# start of Given records

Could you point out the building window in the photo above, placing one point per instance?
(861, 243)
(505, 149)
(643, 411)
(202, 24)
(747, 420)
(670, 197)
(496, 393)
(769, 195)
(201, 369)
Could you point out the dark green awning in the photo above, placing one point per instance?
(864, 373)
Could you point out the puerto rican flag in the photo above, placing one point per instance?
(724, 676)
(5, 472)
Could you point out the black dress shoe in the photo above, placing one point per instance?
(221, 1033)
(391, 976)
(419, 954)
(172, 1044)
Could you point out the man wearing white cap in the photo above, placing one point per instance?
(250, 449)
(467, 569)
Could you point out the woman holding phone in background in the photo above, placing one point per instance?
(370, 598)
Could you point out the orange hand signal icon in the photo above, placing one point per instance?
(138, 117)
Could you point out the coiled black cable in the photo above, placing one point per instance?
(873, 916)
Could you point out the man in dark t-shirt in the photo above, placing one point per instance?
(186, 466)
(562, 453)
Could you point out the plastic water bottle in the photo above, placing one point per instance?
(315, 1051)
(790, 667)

# end of Given records

## What you need to do
Reproduce all of the data above verbatim, keeping every line in its original order.

## Answer to the task
Could you point out the building window in the photo above, placing one point per instance?
(861, 243)
(505, 149)
(643, 411)
(202, 24)
(747, 420)
(670, 197)
(496, 393)
(769, 195)
(201, 369)
Could you point out the dark green awning in the photo above, placing one point per instance?
(864, 373)
Could you point out the puerto rican flag in the photo above, placing one point per instance?
(724, 676)
(5, 472)
Could you point out the black dress shoe in the photo above, placing one point per instance?
(221, 1033)
(391, 976)
(419, 954)
(172, 1044)
Could you point out the man wearing white cap in the photo above, placing one point per instance?
(250, 449)
(467, 569)
Could you point out the woman holding phone in background in the photo above, placing one point per instance?
(370, 598)
Could you point out the orange hand signal icon in the photo above, placing one point per instance?
(138, 117)
Could you point out the coiled black cable in the photo above, placing one point per instance?
(873, 916)
Could you point out the man in dark t-shirt in the photo above, placing one point per instance?
(186, 466)
(562, 453)
Could you point out the plastic water bottle in the photo above, placing one point per instance?
(315, 1051)
(790, 667)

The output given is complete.